■ What to do:
Copy every line from the point placement records below that contains the word "chair". Case counts.

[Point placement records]
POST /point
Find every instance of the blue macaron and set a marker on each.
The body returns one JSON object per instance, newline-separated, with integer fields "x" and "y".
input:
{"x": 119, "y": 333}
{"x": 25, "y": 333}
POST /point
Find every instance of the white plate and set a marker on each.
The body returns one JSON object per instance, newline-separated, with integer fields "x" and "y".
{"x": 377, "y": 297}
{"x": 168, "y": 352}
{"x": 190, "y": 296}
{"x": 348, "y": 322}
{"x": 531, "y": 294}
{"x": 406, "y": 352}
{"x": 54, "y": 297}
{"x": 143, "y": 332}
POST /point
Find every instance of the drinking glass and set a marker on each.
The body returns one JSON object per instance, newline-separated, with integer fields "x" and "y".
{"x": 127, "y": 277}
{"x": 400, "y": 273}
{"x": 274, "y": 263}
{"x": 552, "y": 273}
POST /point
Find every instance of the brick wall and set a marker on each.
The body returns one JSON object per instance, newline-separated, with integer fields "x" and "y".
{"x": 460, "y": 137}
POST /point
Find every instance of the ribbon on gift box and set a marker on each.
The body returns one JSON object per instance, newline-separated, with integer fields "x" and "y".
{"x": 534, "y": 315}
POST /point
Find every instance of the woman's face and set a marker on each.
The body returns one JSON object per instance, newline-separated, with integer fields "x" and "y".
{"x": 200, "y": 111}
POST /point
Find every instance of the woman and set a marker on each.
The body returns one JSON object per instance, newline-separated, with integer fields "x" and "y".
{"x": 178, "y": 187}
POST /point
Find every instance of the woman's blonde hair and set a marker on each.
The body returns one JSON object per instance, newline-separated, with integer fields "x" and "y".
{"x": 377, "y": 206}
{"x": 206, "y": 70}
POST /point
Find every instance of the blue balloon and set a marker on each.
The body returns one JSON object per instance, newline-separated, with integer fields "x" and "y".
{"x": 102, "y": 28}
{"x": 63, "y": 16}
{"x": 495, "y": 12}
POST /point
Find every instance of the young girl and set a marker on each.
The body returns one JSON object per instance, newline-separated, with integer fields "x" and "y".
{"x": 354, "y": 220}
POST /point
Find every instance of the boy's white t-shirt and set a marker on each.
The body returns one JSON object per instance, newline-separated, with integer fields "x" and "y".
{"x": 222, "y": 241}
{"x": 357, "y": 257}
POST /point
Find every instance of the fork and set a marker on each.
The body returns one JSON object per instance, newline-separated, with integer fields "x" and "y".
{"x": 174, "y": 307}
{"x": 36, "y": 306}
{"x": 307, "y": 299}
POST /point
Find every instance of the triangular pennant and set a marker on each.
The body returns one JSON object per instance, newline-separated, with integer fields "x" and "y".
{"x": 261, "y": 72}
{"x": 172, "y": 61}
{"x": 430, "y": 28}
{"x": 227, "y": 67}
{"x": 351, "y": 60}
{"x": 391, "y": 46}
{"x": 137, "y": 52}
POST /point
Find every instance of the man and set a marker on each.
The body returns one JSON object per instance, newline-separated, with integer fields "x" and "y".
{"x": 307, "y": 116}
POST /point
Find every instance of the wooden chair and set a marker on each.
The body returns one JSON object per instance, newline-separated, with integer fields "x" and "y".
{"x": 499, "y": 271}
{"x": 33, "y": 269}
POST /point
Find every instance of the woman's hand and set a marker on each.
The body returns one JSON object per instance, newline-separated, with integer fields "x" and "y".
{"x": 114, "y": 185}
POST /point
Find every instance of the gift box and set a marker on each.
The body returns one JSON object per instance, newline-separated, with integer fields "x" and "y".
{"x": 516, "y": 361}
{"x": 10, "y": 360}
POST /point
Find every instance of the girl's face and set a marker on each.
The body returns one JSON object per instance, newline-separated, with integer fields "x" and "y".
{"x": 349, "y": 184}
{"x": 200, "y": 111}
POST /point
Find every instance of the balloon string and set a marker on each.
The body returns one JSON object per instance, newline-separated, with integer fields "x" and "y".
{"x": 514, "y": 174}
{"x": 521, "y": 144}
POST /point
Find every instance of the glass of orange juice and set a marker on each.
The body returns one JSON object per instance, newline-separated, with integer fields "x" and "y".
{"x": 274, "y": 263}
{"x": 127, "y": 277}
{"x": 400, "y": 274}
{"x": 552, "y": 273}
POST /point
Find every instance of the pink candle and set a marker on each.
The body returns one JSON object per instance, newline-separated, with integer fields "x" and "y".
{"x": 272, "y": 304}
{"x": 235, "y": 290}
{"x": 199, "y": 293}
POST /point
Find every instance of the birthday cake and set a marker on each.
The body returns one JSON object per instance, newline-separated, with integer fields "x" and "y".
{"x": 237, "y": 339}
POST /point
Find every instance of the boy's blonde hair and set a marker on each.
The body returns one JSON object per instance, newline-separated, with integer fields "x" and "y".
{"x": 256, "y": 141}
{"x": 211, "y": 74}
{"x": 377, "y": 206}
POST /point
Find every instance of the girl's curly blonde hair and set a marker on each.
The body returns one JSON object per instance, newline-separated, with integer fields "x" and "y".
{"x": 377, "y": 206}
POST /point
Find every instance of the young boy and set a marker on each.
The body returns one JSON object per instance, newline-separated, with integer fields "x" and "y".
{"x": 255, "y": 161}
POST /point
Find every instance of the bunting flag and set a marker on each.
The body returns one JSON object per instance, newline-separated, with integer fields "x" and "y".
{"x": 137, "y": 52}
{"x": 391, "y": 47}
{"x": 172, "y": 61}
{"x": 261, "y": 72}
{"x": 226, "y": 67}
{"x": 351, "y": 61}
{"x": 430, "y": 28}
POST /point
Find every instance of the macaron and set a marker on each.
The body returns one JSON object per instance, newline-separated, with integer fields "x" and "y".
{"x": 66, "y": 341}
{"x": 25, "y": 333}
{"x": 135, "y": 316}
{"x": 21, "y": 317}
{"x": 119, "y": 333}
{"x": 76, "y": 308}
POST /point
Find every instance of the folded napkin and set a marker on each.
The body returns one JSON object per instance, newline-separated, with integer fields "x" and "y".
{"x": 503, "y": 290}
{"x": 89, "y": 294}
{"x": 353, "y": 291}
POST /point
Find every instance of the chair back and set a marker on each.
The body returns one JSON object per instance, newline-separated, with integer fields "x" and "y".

■ Answer to this task:
Find every instance of the wooden chair and set a marker on each.
Find every instance of the chair back and set a marker on each.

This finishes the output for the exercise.